For Jewish history in particular, the history of the remote community in the Cochin region shows how traditions could be maintained at long reach from Jewish population centers.  For instance, Jewish women’s songs in the local Malayalam language handed down from generation to generation in handwritten notebooks offer details about life before the advent of modern communications.

The Jewish community in Kerala may date from as early as Biblical times.  Some cite the words in the book of Kings that appear to be of early Dravidian origin (or ancient Tamil) as well as references to trade with India as prooftexts for this contention. Did King Solomon have boats that could make the journey, bringing back the highly valued spices and sandalwood of the Indian subcontinent to his palace? Could the first synagogues in Kerala have been built by people with some collective memory of the Temple, which would explain the use in the Cochin synagogues of spaces like the azara (the courtyard adjoining the sanctuary)and the Jachin and Boaz pillars (which stood in front of the Temple)?

We know that by Roman times, the demand for pepper fostered a thriving sea trade from Rome to the city of Alexandria in Egypt, through an ancient canal, to the Red Sea, and across the Arabian Sea to the Malabar coast in India.  Modern archaeologists have identified Roman ruins in Pattanam, on the Malabar coast of western India, with the ancient port of Muziris.  Muziris was a port known to historians from a first century C.E. guide to ports which was written in Greek and known in Latin as the Periplus Maris Erythraei and from other ancient texts. It was probably a shipbuilding center, as well as a trading center, and prospered from about the first century B.C.E. to the 3rd century C.E.  Archaeological finds along the Egyptian and Yemeni coast of graffiti and pottery shards attest to the participation of Jewish sailors and traders in the spice and ointment trade. 

India was the only place where Romans and other wealthy Mediterranean people could get pepper, and ancient Roman writers lamented the grip that this valued spice held over  housewives. The spice trade was most likely the first regular commerce between India and the West, and Muziris seems to have been its central port and a source of much wealth for India.  Much later, Portugese, Dutch, French and British merchants set out to reap similar rewards.

Kerala’s Muziris Heritage Site Project, a recent initiative of the local government, is designed to make the history of the Cochin area and local sights accessible to students, residents and visitors. Local buildings will be sensitively restored, and transportation networks are being upgraded to make it easy to reach a variety of destinations within the region.  Plans include the renovation of cultural and religious buildings, craft and industrial workshops, shops and museums.

The Paradesi Synagogue in Kochi has been an internationally known landmark for many years, and receives thousands of visitors annually.  In 2005, the Kerala office of the Indian Department of Archaeology and the Kerala Department of Tourism restored the synagogue in Chendamangalam, and an exhibition opened there in February, 2006 with the support of the Koret Foundation (USA).

▸ **TO DO**
Answer these from the article on the Jews of Kerala:
(a) In what language are the Jewish women's songs preserved in handwritten notebooks?
(b) Where did modern archaeologists find the Roman ruins they identified with the ancient port of Muziris?
(c) In what month and year did an exhibition open at the synagogue in Chendamangalam?
The entries are separate material with no link to the article on the Jews of Kerala.

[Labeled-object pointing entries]
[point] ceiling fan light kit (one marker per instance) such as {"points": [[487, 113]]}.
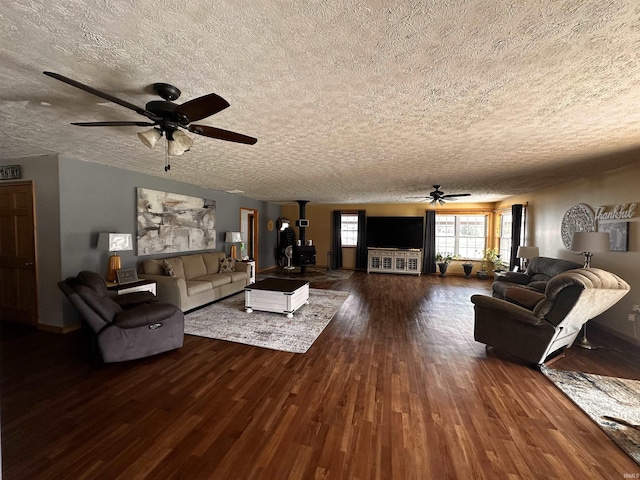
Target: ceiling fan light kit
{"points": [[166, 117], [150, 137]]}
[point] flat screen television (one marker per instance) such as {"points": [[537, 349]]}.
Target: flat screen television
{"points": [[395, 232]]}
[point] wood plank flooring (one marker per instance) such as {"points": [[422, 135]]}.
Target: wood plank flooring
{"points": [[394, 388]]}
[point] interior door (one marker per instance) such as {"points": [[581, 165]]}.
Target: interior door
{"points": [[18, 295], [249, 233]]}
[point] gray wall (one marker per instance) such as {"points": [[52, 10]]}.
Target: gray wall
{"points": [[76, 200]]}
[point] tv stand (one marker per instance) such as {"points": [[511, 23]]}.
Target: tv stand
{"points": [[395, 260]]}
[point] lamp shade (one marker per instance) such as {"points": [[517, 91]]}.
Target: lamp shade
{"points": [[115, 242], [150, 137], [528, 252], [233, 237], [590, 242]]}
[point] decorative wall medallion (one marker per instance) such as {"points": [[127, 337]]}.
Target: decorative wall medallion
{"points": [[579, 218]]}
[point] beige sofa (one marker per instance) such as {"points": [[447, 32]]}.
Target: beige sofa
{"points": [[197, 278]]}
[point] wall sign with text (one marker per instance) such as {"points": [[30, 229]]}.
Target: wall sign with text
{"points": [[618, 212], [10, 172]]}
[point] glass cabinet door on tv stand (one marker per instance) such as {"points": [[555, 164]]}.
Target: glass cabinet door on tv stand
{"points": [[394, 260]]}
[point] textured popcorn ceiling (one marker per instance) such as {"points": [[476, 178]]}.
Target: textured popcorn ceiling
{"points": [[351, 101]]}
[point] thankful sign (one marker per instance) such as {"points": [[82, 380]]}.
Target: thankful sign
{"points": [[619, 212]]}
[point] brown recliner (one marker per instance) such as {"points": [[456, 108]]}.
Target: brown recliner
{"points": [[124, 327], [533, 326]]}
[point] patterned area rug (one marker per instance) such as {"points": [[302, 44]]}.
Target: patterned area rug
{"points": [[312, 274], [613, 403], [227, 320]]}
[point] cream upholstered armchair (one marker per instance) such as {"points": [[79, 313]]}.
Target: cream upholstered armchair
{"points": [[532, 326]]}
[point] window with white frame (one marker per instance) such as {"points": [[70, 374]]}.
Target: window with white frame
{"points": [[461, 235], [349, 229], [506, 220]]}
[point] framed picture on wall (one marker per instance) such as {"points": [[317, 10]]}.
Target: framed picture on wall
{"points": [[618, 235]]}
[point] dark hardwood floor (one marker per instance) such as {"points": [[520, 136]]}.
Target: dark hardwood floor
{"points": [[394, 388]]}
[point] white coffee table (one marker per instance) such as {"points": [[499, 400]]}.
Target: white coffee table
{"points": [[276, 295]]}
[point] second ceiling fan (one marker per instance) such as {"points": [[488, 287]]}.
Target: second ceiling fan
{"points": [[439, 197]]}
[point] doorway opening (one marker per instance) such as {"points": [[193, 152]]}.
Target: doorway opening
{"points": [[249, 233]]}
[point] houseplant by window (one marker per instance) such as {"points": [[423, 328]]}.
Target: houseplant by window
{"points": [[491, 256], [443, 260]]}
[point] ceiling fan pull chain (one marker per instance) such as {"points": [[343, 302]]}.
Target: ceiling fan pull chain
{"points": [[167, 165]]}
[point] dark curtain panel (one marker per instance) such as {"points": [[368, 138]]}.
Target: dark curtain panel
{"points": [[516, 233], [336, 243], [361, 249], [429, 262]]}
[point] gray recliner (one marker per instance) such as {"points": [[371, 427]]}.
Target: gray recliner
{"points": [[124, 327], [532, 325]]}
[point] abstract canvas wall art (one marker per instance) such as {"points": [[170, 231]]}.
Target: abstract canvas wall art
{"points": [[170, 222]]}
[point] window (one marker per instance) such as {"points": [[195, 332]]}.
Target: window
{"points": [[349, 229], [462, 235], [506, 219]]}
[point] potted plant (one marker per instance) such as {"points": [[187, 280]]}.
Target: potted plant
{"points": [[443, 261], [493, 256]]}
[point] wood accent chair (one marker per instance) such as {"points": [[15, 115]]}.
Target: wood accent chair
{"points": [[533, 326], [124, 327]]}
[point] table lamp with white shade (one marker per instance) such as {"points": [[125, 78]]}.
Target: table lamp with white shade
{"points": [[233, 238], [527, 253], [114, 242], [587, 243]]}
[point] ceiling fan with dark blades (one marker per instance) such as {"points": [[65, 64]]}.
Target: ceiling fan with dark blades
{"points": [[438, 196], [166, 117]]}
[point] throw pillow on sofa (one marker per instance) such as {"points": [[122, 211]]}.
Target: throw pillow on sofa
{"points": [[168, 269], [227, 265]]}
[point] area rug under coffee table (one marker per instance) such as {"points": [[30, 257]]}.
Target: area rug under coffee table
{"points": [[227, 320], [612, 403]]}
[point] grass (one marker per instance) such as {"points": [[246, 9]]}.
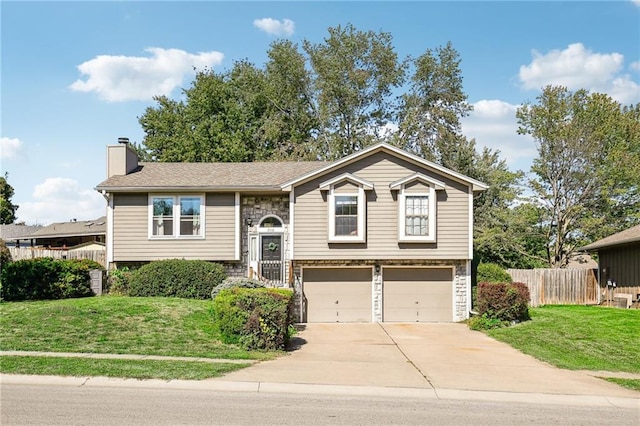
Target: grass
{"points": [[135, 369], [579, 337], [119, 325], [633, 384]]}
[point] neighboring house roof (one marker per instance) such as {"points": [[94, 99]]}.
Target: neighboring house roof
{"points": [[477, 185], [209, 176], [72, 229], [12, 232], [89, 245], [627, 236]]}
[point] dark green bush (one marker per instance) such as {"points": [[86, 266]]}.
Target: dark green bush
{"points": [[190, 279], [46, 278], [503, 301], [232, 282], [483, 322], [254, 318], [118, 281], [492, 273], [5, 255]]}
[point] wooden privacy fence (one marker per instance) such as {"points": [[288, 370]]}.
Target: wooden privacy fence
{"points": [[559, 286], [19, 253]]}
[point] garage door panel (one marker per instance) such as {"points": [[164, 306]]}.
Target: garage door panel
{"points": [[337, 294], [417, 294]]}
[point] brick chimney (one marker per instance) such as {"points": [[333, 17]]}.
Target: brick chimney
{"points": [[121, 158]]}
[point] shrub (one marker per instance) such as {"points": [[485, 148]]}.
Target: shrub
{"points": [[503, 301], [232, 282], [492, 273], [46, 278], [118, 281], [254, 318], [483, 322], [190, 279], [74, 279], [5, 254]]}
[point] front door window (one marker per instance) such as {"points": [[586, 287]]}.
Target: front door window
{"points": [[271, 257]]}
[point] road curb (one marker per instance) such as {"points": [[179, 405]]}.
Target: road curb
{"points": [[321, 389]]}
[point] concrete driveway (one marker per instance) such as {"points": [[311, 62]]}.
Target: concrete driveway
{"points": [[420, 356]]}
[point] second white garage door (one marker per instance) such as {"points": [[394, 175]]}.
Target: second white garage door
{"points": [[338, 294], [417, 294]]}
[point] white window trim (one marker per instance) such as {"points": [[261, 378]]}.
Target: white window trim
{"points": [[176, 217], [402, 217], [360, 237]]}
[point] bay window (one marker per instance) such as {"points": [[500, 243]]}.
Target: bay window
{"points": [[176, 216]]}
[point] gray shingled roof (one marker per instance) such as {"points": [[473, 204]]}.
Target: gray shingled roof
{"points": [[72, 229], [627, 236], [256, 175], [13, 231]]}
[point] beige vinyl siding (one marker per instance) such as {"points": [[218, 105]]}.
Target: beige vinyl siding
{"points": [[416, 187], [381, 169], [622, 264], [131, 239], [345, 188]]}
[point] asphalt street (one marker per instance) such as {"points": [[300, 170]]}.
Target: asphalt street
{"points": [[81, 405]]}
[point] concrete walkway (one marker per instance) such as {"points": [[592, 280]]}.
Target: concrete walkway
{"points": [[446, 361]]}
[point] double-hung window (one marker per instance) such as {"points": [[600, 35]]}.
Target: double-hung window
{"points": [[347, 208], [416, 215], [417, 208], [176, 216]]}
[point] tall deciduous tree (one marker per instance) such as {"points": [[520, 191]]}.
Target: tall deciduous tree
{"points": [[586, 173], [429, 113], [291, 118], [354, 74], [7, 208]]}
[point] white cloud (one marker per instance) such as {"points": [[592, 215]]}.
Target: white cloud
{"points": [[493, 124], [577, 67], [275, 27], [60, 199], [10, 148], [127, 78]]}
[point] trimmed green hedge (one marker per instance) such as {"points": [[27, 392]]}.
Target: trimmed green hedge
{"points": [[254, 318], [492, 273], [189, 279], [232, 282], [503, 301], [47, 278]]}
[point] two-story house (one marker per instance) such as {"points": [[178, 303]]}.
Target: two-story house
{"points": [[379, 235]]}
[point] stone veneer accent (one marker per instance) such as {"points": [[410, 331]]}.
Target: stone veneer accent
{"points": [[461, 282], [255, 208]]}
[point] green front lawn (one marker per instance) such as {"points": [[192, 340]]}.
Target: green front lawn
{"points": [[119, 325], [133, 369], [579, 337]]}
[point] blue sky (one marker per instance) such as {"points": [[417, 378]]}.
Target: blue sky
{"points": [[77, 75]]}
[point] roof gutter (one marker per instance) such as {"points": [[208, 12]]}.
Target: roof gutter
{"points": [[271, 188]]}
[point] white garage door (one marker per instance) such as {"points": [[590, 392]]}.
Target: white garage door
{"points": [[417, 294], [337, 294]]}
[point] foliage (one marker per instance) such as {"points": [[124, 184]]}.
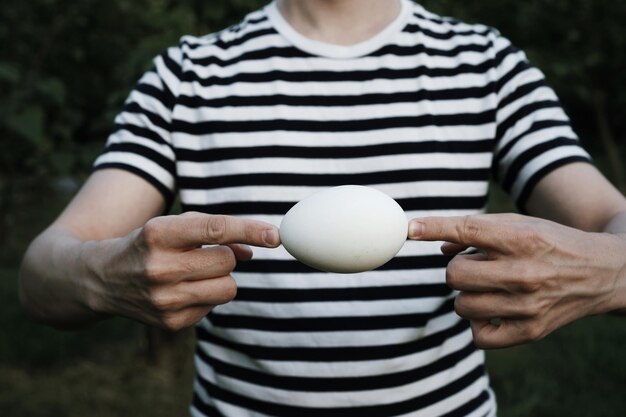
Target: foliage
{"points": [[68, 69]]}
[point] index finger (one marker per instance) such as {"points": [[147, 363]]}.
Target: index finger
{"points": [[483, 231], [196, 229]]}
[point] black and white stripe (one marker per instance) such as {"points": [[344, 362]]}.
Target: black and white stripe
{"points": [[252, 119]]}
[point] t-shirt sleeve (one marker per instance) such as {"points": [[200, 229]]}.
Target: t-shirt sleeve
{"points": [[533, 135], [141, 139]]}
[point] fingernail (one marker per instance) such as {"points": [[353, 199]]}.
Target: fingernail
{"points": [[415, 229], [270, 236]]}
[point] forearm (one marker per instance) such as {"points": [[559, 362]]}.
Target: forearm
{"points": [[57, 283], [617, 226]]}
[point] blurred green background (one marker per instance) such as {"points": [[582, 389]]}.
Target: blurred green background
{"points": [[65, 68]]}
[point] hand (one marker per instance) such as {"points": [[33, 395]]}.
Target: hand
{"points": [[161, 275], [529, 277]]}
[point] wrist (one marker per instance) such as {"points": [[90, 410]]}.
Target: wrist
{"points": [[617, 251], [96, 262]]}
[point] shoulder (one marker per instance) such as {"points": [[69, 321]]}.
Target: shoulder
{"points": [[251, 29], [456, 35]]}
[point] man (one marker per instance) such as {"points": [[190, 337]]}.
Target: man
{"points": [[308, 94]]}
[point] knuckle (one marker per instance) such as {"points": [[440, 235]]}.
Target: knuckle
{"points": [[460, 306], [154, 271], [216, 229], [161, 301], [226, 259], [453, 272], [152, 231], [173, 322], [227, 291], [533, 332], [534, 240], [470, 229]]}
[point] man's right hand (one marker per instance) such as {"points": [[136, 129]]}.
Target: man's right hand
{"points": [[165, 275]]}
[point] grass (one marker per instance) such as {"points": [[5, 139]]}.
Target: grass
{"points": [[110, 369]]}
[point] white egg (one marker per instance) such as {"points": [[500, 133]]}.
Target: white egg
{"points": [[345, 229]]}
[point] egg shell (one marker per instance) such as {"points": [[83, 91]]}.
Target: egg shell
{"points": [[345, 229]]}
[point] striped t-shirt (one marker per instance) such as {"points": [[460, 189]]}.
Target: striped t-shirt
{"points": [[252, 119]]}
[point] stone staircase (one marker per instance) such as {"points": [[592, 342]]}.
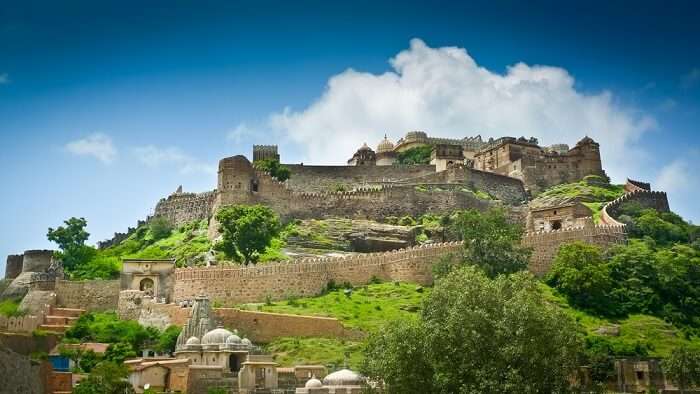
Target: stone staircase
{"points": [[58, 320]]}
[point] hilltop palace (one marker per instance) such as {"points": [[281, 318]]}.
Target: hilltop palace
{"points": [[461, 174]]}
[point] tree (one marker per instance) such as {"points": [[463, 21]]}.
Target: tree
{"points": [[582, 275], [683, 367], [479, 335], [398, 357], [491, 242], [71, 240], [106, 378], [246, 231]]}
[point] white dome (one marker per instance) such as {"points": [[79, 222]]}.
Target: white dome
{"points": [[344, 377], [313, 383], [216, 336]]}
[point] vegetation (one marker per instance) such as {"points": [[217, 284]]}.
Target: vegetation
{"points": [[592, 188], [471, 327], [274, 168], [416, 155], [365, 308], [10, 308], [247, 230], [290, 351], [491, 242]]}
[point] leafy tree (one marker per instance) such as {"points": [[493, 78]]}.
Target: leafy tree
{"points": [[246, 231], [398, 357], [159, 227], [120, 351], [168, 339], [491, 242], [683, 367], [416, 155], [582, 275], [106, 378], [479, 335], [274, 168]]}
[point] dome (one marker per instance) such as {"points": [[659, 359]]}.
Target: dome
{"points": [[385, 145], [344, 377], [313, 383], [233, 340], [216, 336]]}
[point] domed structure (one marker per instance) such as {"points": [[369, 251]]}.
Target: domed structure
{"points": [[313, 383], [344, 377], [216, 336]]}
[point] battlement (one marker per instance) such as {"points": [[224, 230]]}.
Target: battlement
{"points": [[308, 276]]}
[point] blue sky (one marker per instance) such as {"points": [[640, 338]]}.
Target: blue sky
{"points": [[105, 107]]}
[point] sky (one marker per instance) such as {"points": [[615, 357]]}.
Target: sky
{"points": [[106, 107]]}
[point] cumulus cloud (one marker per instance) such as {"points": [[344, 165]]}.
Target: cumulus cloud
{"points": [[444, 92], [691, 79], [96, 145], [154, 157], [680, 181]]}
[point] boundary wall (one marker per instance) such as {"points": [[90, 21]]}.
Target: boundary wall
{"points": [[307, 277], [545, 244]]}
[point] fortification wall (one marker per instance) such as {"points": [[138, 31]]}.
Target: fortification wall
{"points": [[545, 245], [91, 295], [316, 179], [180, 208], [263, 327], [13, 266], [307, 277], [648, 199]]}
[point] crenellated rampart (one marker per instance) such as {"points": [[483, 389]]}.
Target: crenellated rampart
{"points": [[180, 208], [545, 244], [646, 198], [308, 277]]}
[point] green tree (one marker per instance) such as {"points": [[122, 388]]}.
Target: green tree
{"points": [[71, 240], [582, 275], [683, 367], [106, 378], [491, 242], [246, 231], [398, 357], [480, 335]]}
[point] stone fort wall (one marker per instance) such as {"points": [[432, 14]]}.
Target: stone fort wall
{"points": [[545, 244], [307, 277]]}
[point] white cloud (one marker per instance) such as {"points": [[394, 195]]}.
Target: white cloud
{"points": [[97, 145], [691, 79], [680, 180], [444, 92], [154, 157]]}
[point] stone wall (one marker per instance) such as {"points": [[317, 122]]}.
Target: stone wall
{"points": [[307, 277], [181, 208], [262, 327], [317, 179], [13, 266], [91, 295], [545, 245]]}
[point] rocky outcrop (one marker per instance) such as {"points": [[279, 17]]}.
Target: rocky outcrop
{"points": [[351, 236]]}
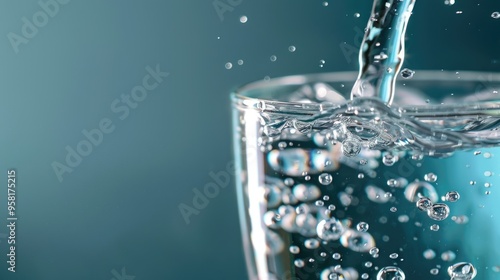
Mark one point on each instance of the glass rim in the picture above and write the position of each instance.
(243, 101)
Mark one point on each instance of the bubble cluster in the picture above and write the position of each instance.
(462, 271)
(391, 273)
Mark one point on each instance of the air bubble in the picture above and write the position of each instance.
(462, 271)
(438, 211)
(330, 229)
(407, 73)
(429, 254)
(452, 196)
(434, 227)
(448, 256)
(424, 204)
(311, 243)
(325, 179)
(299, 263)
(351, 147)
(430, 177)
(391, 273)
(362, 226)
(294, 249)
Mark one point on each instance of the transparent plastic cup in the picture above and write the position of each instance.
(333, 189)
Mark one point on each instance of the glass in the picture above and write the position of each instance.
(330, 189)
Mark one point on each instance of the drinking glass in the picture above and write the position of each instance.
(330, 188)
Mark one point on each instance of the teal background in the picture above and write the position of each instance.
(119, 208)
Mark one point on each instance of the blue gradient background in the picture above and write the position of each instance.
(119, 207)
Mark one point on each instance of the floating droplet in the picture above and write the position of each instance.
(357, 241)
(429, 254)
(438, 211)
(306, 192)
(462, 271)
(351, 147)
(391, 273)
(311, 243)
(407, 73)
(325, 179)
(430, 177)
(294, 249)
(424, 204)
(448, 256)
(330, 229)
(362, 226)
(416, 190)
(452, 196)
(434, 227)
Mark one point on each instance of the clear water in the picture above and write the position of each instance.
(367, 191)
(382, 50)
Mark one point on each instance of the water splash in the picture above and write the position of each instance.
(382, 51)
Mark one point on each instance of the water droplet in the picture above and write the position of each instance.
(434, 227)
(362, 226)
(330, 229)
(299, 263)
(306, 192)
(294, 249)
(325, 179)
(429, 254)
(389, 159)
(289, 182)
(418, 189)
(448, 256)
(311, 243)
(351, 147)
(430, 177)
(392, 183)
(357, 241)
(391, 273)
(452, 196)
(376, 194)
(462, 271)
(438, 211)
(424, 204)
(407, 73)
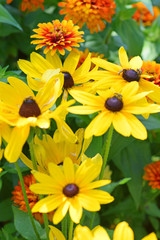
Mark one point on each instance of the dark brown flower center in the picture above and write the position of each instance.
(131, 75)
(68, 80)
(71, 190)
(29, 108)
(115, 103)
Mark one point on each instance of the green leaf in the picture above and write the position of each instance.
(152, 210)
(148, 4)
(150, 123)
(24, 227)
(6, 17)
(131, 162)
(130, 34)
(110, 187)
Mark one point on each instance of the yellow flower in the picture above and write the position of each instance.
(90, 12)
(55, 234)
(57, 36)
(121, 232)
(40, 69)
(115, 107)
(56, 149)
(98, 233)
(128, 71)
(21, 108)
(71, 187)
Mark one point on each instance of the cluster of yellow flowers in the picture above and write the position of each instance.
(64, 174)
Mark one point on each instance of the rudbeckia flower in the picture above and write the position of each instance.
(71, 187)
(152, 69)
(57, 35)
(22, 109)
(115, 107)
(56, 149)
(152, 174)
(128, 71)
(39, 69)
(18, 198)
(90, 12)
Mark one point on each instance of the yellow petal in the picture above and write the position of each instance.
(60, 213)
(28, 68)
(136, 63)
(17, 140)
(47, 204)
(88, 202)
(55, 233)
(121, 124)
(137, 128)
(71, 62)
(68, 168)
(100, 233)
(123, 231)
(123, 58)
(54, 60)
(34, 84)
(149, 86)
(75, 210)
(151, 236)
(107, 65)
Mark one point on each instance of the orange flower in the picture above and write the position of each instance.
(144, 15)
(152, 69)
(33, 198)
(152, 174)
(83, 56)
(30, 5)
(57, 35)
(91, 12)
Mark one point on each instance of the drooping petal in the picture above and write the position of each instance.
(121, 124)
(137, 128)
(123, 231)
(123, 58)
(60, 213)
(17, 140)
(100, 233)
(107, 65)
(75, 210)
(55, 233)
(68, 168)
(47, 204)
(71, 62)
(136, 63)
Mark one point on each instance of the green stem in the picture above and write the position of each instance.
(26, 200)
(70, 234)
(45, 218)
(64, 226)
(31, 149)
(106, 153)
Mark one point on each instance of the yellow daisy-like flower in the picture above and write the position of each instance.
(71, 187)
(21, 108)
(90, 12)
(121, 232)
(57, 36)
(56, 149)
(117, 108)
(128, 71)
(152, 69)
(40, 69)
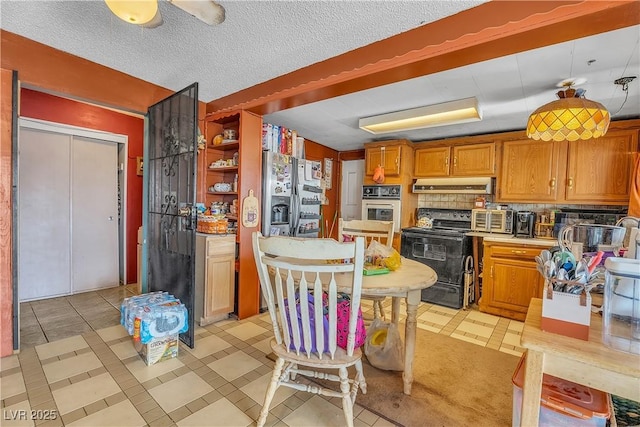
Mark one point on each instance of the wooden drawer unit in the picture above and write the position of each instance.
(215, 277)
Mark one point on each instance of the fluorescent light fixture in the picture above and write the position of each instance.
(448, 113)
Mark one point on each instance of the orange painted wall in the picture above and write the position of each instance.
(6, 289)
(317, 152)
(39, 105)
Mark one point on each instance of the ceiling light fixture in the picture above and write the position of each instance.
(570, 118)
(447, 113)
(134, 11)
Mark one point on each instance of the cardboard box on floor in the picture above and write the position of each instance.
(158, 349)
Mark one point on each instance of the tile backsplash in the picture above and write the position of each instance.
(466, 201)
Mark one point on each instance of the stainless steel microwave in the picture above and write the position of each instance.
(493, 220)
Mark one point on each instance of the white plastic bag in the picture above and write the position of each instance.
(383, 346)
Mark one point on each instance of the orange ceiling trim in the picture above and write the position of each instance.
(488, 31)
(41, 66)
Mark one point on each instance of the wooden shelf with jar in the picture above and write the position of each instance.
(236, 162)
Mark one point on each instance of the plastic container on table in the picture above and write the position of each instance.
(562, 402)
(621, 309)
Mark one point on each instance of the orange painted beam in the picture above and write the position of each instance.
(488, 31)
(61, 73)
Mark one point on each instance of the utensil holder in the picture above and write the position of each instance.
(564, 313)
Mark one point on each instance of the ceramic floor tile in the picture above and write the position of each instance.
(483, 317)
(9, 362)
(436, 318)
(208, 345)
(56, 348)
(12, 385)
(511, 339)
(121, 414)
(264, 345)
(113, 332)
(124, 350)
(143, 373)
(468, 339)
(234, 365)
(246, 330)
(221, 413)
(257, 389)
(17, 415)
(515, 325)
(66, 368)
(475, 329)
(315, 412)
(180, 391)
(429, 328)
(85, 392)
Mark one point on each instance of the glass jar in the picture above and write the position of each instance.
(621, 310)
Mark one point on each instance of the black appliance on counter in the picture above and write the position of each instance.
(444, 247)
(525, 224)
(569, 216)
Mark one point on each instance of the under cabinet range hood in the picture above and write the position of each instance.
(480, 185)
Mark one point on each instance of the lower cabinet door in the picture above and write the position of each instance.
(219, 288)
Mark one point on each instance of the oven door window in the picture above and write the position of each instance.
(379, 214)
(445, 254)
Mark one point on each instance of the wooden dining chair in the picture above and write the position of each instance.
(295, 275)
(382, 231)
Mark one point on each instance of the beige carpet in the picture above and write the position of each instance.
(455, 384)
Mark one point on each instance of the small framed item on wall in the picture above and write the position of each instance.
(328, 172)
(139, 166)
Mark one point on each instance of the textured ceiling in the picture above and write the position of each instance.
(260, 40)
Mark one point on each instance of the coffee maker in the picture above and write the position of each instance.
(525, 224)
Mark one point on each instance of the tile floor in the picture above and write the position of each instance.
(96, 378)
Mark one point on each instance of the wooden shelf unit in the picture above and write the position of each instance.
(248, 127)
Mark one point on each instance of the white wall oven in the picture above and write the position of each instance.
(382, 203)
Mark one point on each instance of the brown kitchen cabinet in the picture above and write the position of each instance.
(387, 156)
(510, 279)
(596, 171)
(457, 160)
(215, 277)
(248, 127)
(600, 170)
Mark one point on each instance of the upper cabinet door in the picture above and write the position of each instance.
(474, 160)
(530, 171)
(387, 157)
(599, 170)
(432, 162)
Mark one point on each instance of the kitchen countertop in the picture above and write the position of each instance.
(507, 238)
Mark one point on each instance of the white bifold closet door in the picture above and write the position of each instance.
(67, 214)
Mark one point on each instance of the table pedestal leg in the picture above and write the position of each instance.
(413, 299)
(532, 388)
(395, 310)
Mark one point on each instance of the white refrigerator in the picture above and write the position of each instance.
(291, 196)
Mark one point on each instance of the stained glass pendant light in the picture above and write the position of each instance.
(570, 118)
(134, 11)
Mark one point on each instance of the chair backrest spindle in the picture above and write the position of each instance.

▸ **PROBLEM SOLUTION**
(a) Malayalam
(b) Pattanam, on the Malabar coast of western India
(c) February 2006